The data
-=-=-

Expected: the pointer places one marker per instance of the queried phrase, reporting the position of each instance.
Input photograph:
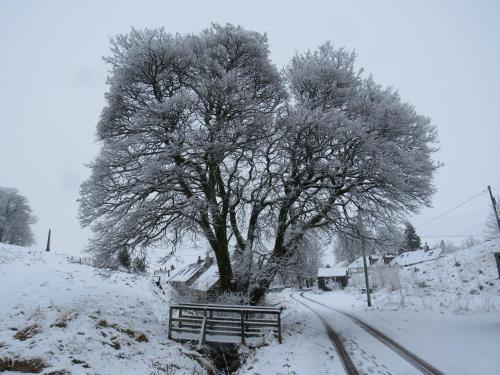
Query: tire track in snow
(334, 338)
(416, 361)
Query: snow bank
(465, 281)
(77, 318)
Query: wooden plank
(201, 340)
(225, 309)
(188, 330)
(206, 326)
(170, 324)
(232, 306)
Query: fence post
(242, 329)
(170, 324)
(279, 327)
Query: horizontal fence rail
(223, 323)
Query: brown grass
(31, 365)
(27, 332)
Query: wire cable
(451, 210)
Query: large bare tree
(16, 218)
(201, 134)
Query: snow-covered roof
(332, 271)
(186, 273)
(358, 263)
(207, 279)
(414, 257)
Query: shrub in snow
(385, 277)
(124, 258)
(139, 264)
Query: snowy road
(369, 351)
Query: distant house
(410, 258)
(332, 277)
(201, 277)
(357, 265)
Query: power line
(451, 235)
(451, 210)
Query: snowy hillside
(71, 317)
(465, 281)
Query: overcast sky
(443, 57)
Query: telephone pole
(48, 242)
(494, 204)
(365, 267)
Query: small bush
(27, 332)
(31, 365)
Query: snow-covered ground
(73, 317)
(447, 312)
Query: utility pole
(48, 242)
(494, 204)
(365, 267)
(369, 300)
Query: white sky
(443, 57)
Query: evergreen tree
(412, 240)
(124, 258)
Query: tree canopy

-=-=-

What you need to do
Transcribe the data exactly and leave no picture in the copy.

Response for this exercise
Expected: the pointer places one marker per instance of the queried phrase, reporting the position of each instance.
Input photograph:
Query: tire track in snow
(334, 338)
(416, 361)
Query: snow bank
(465, 281)
(77, 318)
Query: wooden plank
(201, 340)
(225, 309)
(188, 330)
(206, 326)
(170, 324)
(232, 306)
Query: fence post
(242, 329)
(170, 324)
(279, 327)
Query: horizontal fence rail
(223, 323)
Query: brown grass
(31, 365)
(27, 332)
Query: wire cable
(451, 210)
Query: large bare tree
(16, 218)
(201, 134)
Query: snow-covered roof
(332, 271)
(186, 273)
(358, 263)
(207, 279)
(414, 257)
Query: shrub in snow
(385, 277)
(124, 258)
(139, 264)
Query: snowy road
(369, 351)
Query: distant house
(410, 258)
(332, 277)
(201, 277)
(357, 265)
Query: power line
(451, 235)
(451, 210)
Query: snowy hillside
(71, 317)
(465, 281)
Query: overcast sky
(443, 57)
Query: telephone pole
(48, 242)
(494, 204)
(365, 267)
Query: small bush
(27, 332)
(31, 365)
Query: snow-covered ground
(73, 317)
(447, 312)
Query: utility pole
(48, 242)
(494, 204)
(365, 267)
(369, 300)
Query: white sky
(443, 57)
Query: evergreen tree
(412, 240)
(124, 258)
Query: tree canopy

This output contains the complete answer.